=== УСЛОВИЕ ЗАДАЧИ A ===
Верните без изменений фрагмент текста о социологии лидерства, начиная со слов «Мыслитель писал, что» и продолжая до слов «[366, с. 133–134].» включительно.
=== УСЛОВИЕ ЗАДАЧИ B ===
Перепечатайте без изменений строки записей, начиная со строки с «Exercise. Point to the chocolate square» и продолжая до самой последней строки записей включительно.

Социология лидерства. Теоретические, методологические и аксиологические аспекты - Игорь Котляров
Шрифт:
Интервал:
Закладка:
Н. Михайловский отмечал и необычную, но необходимую для лидера способность – быть гипнотизером, чтобы повести за собой массы. Неважно, кем является герой – злодеем, полоумным или гением, лишь бы за ним шла толпа.
Мыслитель писал, что громадные массы народа находились в постоянном ожидании вождя. Вожди, герои появлялись, и толпа окружала их царственным почетом. Петр Пустынник был истинно полубог для тех, кто шел за ним. Если бы он захотел, как хотели до и после него многие, то мог бы объявить себя мессией, царем нового Сиона и прочее, вообще усвоить себе самый гордый и фантастический титул; надеть корону и царскую багряницу, как фландрский пророк XII в. Танхелин; объявить себя равным Богу, как Эон де Стелла и прочее [366, с. 133–134].
Н. Михайловский разводил понятия «герой» и «великий человек». «Что такое собственно великий человек? – спрашивал мыслитель. – Полубог, с одной точки зрения, он может оказаться мизинцем левой ноги – с другой. Это и само собой понятно, ибо требования, которые могут быть предъявлены великому человеку мной, вами, пятым, десятым, чрезвычайно разнообразны. Это и в истории случалось, что великий человек для одних был полным ничтожеством в глазах других. Без сомнения, всякий мыслящий человек может и должен выработать себе точку зрения для оценки великих людей в смысле большего или меньшего количества блага, внесенного ими в сокровищницу человечества [366, с. 98].

=== ИСХОДНЫЕ ДАННЫЕ ===
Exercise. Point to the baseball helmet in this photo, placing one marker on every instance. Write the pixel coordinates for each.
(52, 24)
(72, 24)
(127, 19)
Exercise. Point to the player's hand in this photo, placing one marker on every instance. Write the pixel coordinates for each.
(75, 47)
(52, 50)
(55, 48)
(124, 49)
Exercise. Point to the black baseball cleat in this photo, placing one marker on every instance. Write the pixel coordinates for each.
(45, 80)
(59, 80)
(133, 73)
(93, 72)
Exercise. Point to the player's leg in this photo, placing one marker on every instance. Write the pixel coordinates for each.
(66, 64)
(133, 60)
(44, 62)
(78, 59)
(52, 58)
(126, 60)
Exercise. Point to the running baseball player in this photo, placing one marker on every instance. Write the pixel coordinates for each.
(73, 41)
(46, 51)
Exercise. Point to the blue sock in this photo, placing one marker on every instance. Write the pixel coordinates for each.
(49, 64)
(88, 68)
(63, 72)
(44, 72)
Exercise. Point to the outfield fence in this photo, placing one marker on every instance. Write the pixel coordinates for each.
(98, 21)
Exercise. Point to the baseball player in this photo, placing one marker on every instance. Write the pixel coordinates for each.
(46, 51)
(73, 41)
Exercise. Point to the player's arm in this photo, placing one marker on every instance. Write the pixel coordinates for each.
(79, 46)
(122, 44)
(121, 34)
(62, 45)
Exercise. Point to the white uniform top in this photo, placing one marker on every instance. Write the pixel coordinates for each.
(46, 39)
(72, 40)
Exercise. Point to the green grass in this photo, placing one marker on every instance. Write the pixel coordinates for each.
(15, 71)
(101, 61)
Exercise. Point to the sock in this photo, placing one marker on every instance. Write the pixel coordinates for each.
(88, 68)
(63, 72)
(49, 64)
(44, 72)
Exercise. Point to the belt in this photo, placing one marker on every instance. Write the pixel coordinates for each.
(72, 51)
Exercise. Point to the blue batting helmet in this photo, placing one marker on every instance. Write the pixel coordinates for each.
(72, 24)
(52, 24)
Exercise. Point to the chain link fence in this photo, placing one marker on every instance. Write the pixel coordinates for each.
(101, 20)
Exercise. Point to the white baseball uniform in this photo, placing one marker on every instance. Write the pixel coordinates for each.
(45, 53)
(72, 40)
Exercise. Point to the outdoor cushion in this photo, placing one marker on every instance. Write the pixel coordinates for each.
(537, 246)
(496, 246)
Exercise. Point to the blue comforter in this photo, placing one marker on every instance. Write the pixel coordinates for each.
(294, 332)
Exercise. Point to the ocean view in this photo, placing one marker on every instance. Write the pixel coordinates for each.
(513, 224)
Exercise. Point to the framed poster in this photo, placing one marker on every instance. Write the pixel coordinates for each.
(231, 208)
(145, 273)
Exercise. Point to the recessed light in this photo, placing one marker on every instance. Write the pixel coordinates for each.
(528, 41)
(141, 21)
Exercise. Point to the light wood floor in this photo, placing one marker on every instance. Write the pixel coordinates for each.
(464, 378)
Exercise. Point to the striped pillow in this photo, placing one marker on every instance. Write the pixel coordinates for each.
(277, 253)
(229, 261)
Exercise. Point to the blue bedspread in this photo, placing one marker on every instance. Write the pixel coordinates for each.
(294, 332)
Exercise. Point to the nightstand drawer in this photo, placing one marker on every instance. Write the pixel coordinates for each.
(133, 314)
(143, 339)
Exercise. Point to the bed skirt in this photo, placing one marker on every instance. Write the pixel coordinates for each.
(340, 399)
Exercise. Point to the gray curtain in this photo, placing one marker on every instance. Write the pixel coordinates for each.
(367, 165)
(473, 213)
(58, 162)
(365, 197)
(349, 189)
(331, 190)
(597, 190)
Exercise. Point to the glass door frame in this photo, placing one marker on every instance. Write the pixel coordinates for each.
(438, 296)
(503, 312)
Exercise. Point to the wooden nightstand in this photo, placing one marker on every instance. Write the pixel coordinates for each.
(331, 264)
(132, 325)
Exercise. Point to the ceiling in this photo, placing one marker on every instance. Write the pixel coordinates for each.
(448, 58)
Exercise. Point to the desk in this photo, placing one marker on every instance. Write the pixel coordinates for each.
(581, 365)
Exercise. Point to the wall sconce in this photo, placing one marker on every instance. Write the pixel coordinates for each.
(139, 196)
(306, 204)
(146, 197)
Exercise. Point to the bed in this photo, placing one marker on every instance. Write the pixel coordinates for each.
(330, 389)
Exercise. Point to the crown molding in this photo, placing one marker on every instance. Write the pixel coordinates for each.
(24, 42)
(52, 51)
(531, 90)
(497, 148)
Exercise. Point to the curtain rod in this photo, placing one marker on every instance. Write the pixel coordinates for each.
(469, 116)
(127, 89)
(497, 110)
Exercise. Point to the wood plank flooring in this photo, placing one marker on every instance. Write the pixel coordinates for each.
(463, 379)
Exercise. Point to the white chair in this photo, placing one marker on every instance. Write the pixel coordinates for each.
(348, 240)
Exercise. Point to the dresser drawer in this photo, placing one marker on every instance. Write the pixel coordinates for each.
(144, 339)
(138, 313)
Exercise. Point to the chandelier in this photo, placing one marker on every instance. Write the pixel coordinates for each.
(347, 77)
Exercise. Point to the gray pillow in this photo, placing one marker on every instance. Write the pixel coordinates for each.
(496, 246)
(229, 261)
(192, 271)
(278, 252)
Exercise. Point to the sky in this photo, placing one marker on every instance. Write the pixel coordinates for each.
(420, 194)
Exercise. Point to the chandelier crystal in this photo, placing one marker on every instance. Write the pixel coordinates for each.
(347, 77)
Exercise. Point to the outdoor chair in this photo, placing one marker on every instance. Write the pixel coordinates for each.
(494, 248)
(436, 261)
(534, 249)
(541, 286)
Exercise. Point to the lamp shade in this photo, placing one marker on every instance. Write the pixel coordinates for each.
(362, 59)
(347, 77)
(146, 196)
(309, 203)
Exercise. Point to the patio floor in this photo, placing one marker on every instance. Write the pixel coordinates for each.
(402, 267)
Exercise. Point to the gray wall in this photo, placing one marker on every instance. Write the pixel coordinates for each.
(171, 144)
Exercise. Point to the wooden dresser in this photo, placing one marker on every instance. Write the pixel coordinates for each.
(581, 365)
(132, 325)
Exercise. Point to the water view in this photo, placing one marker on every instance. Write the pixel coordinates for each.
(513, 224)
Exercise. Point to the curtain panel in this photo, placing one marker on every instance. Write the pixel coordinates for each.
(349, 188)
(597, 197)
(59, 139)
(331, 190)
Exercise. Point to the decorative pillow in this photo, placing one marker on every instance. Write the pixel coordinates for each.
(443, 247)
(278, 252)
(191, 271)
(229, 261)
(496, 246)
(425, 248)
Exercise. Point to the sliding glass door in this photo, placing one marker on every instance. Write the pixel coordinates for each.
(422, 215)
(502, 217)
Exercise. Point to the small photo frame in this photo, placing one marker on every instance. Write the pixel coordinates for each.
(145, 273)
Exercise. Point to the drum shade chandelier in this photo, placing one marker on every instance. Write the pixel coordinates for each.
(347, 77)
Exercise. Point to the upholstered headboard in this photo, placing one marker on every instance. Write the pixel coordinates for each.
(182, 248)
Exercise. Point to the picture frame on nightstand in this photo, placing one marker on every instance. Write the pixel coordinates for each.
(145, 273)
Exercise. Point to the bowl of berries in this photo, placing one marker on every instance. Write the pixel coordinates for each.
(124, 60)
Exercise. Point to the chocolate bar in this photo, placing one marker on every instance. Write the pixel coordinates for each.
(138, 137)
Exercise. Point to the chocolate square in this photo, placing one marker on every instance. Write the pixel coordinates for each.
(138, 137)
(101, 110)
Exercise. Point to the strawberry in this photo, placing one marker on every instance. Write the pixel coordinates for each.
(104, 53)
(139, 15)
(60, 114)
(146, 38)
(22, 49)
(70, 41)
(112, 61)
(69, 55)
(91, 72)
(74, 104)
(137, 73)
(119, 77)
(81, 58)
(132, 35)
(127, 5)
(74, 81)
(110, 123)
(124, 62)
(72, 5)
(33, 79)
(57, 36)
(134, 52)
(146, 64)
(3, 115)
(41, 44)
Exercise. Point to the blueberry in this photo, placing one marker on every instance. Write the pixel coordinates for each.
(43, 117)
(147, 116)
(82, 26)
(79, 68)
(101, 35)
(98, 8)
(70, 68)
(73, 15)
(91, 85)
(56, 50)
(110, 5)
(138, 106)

=== РЕШЕНИЕ УПРАЖНЕНИЯ A ===
Мыслитель писал, что громадные массы народа находились в постоянном ожидании вождя. Вожди, герои появлялись, и толпа окружала их царственным почетом. Петр Пустынник был истинно полубог для тех, кто шел за ним. Если бы он захотел, как хотели до и после него многие, то мог бы объявить себя мессией, царем нового Сиона и прочее, вообще усвоить себе самый гордый и фантастический титул; надеть корону и царскую багряницу, как фландрский пророк XII в. Танхелин; объявить себя равным Богу, как Эон де Стелла и прочее [366, с. 133–134].

=== РЕШЕНИЕ УПРАЖНЕНИЯ B ===
Exercise. Point to the chocolate square in this photo, placing one marker on every instance. Write the pixel coordinates for each.
(138, 137)
(101, 110)
Exercise. Point to the strawberry in this photo, placing one marker on every instance. Write the pixel coordinates for each.
(104, 53)
(139, 15)
(60, 114)
(146, 38)
(22, 49)
(70, 41)
(112, 61)
(69, 55)
(91, 72)
(74, 104)
(137, 73)
(119, 77)
(81, 58)
(132, 35)
(127, 5)
(74, 81)
(110, 123)
(124, 62)
(72, 5)
(33, 79)
(57, 36)
(134, 52)
(146, 64)
(3, 115)
(41, 44)
Exercise. Point to the blueberry in this photo, placing one marker on every instance. Write the pixel coordinates for each.
(43, 117)
(147, 116)
(82, 26)
(79, 68)
(101, 35)
(98, 8)
(70, 68)
(73, 15)
(91, 85)
(56, 50)
(110, 5)
(138, 106)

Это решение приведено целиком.